Task details: Rewrite the lines below, swapping "innermost point" for "most central point" wherever it occurs and changing nothing else.

-- START Extracted records --

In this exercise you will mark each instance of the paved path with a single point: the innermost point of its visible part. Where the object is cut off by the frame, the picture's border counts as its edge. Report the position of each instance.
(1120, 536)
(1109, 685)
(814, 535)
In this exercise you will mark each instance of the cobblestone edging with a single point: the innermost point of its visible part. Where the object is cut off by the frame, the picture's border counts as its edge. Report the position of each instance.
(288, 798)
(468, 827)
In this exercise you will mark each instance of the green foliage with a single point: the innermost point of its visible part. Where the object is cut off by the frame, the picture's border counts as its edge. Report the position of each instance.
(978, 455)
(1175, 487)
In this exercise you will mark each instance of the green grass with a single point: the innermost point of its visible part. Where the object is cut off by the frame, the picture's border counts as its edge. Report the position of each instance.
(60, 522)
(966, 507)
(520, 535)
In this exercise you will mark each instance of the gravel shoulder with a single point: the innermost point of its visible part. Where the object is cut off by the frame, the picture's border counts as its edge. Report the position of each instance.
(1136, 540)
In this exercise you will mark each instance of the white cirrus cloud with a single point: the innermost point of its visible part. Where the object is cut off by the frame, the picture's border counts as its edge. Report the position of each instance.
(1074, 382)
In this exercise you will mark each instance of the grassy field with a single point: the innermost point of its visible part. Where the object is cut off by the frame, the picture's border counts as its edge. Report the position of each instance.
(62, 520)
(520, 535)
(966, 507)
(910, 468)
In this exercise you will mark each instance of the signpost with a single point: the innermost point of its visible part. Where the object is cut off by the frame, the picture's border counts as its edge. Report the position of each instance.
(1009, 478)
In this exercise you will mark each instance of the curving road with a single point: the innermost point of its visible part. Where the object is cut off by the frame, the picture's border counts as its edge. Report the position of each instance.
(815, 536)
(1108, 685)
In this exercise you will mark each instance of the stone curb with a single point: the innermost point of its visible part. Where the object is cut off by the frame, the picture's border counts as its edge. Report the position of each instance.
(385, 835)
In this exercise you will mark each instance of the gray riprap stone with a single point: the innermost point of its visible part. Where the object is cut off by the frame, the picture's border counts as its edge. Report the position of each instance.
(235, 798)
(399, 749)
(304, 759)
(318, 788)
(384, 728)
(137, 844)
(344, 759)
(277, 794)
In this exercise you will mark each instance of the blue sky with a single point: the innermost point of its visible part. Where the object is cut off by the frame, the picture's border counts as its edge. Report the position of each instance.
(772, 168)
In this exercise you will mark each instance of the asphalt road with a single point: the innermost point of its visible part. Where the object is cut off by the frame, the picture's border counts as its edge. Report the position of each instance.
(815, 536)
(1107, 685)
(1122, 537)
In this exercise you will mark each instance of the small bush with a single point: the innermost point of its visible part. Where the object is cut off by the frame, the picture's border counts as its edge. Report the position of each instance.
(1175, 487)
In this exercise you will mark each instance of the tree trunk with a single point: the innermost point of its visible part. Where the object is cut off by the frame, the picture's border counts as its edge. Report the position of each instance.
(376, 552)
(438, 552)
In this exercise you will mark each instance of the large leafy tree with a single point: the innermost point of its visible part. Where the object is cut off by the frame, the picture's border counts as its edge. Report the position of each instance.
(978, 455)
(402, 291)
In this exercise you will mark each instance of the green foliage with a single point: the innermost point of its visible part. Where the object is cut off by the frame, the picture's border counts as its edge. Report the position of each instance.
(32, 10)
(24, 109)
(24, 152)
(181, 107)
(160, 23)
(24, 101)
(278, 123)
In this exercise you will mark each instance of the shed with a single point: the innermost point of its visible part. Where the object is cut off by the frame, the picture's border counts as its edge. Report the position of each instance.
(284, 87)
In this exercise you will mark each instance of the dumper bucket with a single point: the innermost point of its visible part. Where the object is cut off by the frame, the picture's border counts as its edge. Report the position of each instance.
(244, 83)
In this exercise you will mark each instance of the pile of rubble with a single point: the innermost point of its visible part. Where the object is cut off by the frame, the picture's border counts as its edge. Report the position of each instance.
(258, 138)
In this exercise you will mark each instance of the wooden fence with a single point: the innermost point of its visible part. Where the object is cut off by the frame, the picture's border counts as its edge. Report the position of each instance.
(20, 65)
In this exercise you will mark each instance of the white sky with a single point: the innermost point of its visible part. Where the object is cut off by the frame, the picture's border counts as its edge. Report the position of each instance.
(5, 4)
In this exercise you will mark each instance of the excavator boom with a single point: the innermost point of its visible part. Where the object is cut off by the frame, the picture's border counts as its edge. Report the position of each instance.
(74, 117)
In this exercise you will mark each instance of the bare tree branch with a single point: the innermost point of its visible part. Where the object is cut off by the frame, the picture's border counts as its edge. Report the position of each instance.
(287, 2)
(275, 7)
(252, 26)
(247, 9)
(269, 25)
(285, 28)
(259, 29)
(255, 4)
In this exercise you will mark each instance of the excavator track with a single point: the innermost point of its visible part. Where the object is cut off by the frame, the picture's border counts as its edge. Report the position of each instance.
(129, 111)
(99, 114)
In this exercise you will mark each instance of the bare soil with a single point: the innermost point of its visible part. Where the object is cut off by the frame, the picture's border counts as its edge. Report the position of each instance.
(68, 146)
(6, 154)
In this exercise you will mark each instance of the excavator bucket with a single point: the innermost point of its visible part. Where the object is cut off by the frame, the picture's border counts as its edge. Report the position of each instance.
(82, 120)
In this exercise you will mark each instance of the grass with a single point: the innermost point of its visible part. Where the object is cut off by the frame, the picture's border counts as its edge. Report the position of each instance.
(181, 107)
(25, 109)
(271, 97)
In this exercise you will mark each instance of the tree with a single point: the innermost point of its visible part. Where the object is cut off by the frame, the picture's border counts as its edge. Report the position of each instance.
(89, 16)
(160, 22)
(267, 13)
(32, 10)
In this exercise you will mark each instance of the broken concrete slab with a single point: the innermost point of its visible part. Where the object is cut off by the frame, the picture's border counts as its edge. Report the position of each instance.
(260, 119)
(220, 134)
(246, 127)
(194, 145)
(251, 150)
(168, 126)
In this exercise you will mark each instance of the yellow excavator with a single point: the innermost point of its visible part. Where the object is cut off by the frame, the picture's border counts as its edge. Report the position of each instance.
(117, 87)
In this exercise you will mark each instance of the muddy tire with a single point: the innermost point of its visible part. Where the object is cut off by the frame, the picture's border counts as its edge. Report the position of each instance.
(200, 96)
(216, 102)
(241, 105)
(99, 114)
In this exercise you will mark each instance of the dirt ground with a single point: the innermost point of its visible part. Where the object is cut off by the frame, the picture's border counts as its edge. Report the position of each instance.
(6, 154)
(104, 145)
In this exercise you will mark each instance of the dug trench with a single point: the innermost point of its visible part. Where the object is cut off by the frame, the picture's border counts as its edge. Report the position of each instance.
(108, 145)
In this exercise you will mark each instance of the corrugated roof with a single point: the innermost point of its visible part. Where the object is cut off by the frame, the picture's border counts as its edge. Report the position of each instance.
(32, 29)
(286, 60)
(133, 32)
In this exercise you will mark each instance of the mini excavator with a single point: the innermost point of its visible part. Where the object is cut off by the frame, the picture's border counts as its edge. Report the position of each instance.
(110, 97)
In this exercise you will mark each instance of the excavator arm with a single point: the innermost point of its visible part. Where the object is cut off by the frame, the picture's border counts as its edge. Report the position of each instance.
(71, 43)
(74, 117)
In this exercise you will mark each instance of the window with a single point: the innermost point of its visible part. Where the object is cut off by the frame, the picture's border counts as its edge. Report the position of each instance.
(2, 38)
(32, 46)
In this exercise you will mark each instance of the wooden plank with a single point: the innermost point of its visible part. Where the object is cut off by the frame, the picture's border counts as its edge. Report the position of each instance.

-- END Extracted records --

Response to the task:
In this exercise you will mark each instance of the paved path with a single point: the most central point of its visible part. Where the object is cut off by the frame, the picture's border counts as its edge. Report the position of each instance.
(1120, 536)
(1109, 685)
(814, 535)
In this exercise you will mark each instance of the cobblestone edging with a single point: the most central point of its visible part. Where the object is cut off by the frame, the picture's border counts as its edge. Report the position of each instance.
(288, 798)
(468, 827)
In this exercise you will mark each instance of the green foliage with a single point: the most central point of its visible part. Where the object is cut off by the frame, the picture's border counts as its edge. Report the position of each instance.
(978, 455)
(1175, 487)
In this exercise you will mark each instance of the green grass with a single point: the most central point of its visible part. Where the object is cut off by the frame, the picture's border counts as its edge. Report the position of each instance.
(60, 522)
(966, 507)
(520, 535)
In this exercise you will mark each instance of the gravel shoulder with a single point: the most central point of its visible part. Where the object is cut off by the frame, the picture's border counts as its edge. Report the position of each instance.
(1136, 540)
In this exercise you will mark each instance of the white cirrus cloud with a single point: the most central point of its visible part. Where the object is cut off by the frame, the picture's border counts as its edge. Report the position of each instance.
(1074, 382)
In this exercise you will mark each instance of the grassy field with a single point: the most central point of its visible part. Where the object is cut off by the frame, the picture's border counts as its edge. Report the position of each instance.
(62, 520)
(520, 535)
(966, 507)
(910, 468)
In this exercise you will mark each instance of the signpost with a single point: the most central point of its visible part. Where the object is cut off by the frame, the picture's border counts as its edge. Report the position of each instance.
(1009, 478)
In this exercise you will mark each instance of the curving road with a single point: the most central point of its visible part. Where the object is cut off by the frame, the picture's border counts as its edge. Report the position of each instance.
(815, 536)
(1108, 685)
In this exercise you will mark each instance of the stone curb with a single point: the most central point of its visible part. Where the object is cut off by the frame, the picture's border counts as its edge. Report the position of each instance.
(385, 835)
In this exercise you will mark each instance of the gray riprap stone with a single point: the most central point of its visible part. Where the object is cut off by the frame, the picture's border counts as its edge. Report the position of each instance.
(235, 798)
(399, 749)
(304, 759)
(318, 788)
(384, 728)
(137, 844)
(344, 759)
(277, 794)
In this exercise you will mark each instance of the blue sky with a single point: the most central point of its visible part. Where the object is cut off by the frame, the picture's border counts as its edge. Report the position of each instance.
(772, 168)
In this exercise you will mark each instance of the asphalt road with a single point: the most central point of its visible part. Where the object is cut off by the frame, the picture's border counts as its edge. Report the position of each instance.
(815, 536)
(1107, 685)
(1122, 537)
In this exercise you will mark each instance of the small bush with a single point: the most central point of its visible part. Where the object is cut off by the frame, the picture's border counts as its edge. Report the position of each instance.
(1175, 487)
In this exercise you will mark each instance of the tree trunk with a single point: the most central point of its visible part. Where the object is cut off by the frame, the picture's border counts as its edge. Report the position of each instance.
(376, 552)
(438, 552)
In this exercise you will mark each instance of the large leafy tree with a single point: the most central point of its visible part. Where the object is cut off by the frame, the picture's border counts as its edge. Report the position of each instance.
(978, 455)
(402, 291)
In this exercise you will mark each instance of the green foliage with a single point: the most central point of its visible part. Where the object is cut off by the frame, the picture's border counts as its edge. Report the position of each instance.
(32, 10)
(24, 109)
(24, 152)
(181, 107)
(160, 23)
(24, 101)
(278, 123)
In this exercise you will mark each instance of the shed with a single point: the most central point of its visible part. Where the object is cut off by the frame, the picture's border counts as its edge. Report the position of each instance.
(284, 87)
In this exercise you will mark each instance of the dumper bucket with a single point: the most central point of its visible part. Where the object is cut off by the frame, the picture's border counts as its edge. Report the position of each instance.
(244, 83)
In this exercise you will mark each instance of the pile of rubble with a single point: the most central point of its visible part. Where the object is cut off by the frame, the picture's border counts as its edge. Report the position of each instance.
(258, 138)
In this exercise you will mark each instance of the wooden fence with a single point: the most central point of its visible part. Where the object is cut off by the frame, the picture's border counts as its edge. Report the position of each instance.
(20, 65)
In this exercise you will mark each instance of the white sky with a single point: the most central point of its visible part. Where the object is cut off by the frame, the picture's border counts as its edge. Report the position of each instance.
(5, 4)
In this exercise you will mark each instance of the excavator boom with a single point: the most central point of its visible part. Where the object is cut off by the frame, the picture's border counts as its edge. Report the position of each instance.
(74, 117)
In this exercise you will mark each instance of the bare tree branch with a single point: the most central point of its visible part. Where the object is cut off by the frame, the picture's border counts as its edge. Report the position of each instance.
(287, 2)
(275, 7)
(252, 26)
(247, 9)
(269, 25)
(285, 28)
(259, 29)
(255, 4)
In this exercise you will mark each instance of the excavator track with a single point: the most central point of its visible part. Where the object is cut off by the frame, the picture's border counts as its edge. Report the position of each instance.
(129, 111)
(99, 114)
In this exercise you will mark each instance of the bare soil with a single point: the most central point of its visible part. Where the object is cut off by the frame, the picture's border counts as its edge. Report the position of each instance.
(68, 146)
(6, 154)
In this exercise you will mark each instance of the excavator bucket with a single point: the most central point of its visible part. Where the object is cut off by the frame, the picture's border counts as its edge. Report the position of each instance.
(82, 120)
In this exercise you will mark each instance of the grass with a single point: the most central point of its visible part. Where the object is cut off by the frame, the picture's border counts as its edge. Report the position of each instance.
(181, 107)
(25, 109)
(271, 97)
In this exercise you will mark each instance of the tree with a single point: the most central point of its visible part. Where the object is cut off by the frame, the picture's border counts as its edge. Report the position of each instance.
(89, 16)
(160, 22)
(267, 13)
(32, 10)
In this exercise you will mark each instance of the broken concrete slab with a single point: the most central point of its visible part. Where the object is cut off by the frame, the picture's border counts as its edge. Report the position of each instance.
(260, 119)
(220, 134)
(246, 127)
(194, 145)
(251, 150)
(168, 126)
In this exercise you will mark each instance of the yellow excavator with a single point: the most central point of its visible part. Where the object is cut off by the frame, the picture's border counts as its edge. Report the position of each instance.
(117, 87)
In this exercise you will mark each instance of the muddy tire with a single point: the most central point of its visible part. Where the object is cut off by the frame, the picture's border counts as its edge. Report the position of each instance.
(200, 96)
(216, 102)
(241, 105)
(99, 114)
In this exercise you will mark each instance of the dirt ground with a single point: the most central point of its visible part. Where the object is cut off by the frame, the picture's border counts as its edge. Report the position of each instance.
(6, 154)
(104, 145)
In this exercise you will mark each instance of the dug trench with a single point: the most central point of its visible part. Where the object is cut off by the frame, the picture's border counts as its edge. Report the position of each instance.
(108, 145)
In this exercise you will mark each instance of the corrugated roof with a single point: the most central point of its visible part. Where the object is cut off by the frame, the picture's border counts as its edge. Report the position of each instance.
(32, 29)
(286, 60)
(133, 32)
In this exercise you will mark each instance of the mini excavator with a single point: the most central point of its visible part. Where the object is cut off by the frame, the picture's border counts as its edge. Report the position of each instance.
(110, 97)
In this exercise you will mark each instance of the excavator arm with a single point: the most central point of its visible part. Where the object is cut off by the frame, the picture's border counts as its edge. Report the position of each instance.
(71, 43)
(74, 117)
In this exercise you will mark each instance of the window with a single point: the most central point of its visible part. Where the object is cut off by the frame, the picture's border counts as its edge. Report the position of each instance.
(2, 38)
(32, 46)
In this exercise you will mark each instance of the wooden plank with a single point: the most central point of its visible part. Where the object is cut off by the frame, the picture's border counts as its edge. Report the position of each instance.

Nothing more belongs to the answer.